Tijdens de zitting in hoger beroep is gebleken dat de minderjarige sinds januari 2016 in een kleutergroep zit en dat er zorgen zijn over haar ontwikkeling. De raad voor de kinderbescherming heeft in een rapport geadviseerd om geen omgangsregeling vast te stellen en heeft gepleit voor een mediationtraject. Het hof heeft besloten de behandeling van de zaak aan te houden om de raad in de gelegenheid te stellen aanvullend onderzoek te verrichten. Het hof verzoekt de raad om te rapporteren over de mogelijkheden voor contact tussen de verzoeker en de minderjarige en om de situatie van de vrouw in overweging te nemen. De behandeling is pro forma aangehouden tot 25 februari 2017, waarbij partijen worden verzocht om hun wensen omtrent de voortgang van de procedure kenbaar te maken.

▸ Uit te voeren taak: Geef aan tot welke datum de behandeling volgens het tekstfragment pro forma is aangehouden.

▸ Verkregen gegevens:
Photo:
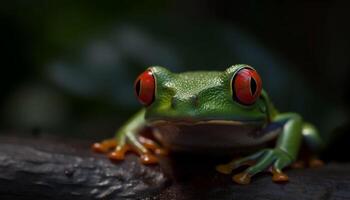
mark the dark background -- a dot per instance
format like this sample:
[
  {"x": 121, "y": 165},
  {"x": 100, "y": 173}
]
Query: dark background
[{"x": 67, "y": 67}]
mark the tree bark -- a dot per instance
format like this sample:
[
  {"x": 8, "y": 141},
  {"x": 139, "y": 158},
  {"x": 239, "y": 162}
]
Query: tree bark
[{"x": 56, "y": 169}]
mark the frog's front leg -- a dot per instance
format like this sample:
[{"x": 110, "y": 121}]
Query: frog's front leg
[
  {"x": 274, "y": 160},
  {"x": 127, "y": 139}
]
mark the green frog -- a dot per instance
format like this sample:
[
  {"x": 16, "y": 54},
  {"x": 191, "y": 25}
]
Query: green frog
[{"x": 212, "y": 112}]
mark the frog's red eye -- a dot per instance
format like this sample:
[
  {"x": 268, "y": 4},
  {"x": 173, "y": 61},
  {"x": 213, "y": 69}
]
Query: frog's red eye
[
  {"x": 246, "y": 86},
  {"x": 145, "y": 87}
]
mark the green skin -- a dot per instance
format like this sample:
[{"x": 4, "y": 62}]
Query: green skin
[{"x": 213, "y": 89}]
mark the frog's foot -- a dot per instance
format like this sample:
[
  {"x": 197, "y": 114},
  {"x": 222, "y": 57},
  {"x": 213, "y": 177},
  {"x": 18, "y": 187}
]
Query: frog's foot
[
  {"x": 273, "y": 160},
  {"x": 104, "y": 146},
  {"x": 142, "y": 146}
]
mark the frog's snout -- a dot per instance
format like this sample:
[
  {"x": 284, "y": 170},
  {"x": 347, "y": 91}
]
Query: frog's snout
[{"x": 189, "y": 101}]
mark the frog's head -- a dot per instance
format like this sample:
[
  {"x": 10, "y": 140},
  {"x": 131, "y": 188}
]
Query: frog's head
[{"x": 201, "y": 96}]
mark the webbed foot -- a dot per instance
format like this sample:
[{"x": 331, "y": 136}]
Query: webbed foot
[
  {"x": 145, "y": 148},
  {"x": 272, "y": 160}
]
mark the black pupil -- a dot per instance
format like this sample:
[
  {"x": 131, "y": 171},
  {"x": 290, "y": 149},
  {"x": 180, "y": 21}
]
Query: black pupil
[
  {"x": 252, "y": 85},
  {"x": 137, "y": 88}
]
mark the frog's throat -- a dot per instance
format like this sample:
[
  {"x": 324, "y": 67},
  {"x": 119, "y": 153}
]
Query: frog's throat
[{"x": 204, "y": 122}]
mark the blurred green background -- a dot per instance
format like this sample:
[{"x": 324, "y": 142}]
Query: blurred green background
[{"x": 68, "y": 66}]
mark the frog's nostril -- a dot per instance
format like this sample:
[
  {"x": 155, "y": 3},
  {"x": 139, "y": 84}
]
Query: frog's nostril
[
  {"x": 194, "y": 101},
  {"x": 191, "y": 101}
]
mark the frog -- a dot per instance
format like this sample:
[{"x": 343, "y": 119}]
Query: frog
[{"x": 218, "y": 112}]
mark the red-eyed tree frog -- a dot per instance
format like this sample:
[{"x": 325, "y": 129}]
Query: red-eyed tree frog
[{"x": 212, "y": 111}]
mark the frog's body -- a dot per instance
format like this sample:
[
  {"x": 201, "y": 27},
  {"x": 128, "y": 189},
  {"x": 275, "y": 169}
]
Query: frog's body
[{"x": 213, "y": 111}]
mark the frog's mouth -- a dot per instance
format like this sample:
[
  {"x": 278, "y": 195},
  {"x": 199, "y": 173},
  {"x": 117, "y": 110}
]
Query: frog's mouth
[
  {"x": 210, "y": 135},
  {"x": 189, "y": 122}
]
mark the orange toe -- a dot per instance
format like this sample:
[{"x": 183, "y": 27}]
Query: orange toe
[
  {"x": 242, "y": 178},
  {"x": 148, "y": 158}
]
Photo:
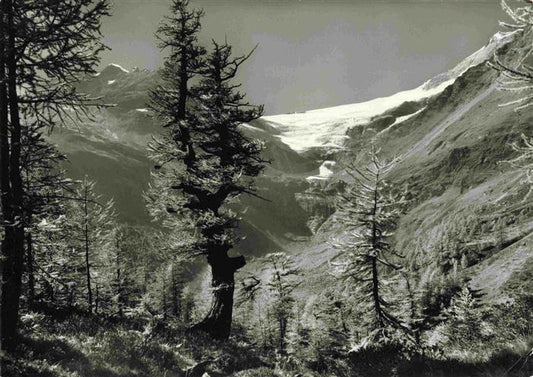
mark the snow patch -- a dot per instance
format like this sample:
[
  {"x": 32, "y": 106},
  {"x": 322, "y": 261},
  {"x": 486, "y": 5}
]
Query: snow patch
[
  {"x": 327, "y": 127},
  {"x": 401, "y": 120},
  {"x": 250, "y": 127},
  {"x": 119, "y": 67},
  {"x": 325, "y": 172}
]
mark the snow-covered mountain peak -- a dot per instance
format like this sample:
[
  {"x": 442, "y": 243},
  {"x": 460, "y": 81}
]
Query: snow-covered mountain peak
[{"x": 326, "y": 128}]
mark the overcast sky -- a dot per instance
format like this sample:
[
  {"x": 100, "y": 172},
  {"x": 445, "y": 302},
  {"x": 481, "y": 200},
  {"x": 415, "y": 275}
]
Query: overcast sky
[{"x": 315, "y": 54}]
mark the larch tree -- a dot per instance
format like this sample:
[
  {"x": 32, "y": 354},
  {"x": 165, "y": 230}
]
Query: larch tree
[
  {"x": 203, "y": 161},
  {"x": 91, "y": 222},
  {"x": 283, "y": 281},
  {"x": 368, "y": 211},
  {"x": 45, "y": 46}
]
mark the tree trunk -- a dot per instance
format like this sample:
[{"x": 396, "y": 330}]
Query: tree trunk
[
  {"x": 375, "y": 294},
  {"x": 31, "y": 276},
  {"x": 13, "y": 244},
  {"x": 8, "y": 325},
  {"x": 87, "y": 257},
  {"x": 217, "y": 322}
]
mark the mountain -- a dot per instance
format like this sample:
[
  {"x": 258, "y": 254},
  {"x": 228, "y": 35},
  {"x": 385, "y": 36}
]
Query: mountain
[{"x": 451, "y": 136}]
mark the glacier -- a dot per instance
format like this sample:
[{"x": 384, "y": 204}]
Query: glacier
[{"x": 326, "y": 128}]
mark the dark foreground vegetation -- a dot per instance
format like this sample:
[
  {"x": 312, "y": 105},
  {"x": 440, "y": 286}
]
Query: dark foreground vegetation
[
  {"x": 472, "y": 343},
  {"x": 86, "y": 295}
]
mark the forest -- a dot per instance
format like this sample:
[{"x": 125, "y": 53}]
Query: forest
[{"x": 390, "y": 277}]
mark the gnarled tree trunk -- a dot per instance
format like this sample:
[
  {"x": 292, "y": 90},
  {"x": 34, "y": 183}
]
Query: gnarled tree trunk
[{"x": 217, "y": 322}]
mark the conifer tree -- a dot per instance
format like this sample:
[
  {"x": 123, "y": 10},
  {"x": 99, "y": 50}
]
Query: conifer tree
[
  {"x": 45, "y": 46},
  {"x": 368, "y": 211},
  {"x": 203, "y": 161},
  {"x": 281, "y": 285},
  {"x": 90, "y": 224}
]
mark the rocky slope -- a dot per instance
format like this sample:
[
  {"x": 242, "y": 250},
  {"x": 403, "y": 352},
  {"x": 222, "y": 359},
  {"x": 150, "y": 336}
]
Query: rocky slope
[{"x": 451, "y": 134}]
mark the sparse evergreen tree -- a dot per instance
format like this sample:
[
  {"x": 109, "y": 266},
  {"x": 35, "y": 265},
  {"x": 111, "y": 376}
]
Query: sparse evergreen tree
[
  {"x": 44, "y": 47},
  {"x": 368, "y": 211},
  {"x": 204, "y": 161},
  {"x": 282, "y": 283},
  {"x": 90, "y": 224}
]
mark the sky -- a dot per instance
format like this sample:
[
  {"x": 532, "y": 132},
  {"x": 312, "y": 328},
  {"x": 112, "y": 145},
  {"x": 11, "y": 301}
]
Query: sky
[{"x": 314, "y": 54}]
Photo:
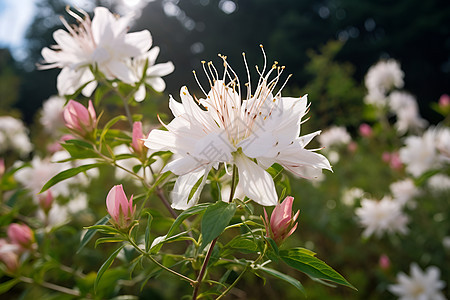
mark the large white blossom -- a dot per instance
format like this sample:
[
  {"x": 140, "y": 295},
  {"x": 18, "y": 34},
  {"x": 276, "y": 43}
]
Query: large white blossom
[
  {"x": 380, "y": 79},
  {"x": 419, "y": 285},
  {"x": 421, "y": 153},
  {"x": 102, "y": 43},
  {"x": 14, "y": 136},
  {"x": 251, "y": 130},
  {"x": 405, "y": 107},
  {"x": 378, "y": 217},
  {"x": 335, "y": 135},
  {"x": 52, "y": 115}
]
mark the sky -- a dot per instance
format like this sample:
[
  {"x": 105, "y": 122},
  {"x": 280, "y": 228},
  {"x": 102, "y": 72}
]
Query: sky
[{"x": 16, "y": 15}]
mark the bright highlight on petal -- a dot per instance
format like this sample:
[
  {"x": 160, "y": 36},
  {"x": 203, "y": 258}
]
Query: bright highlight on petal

▸ Antwoord op opgave: Tot 25 februari 2017.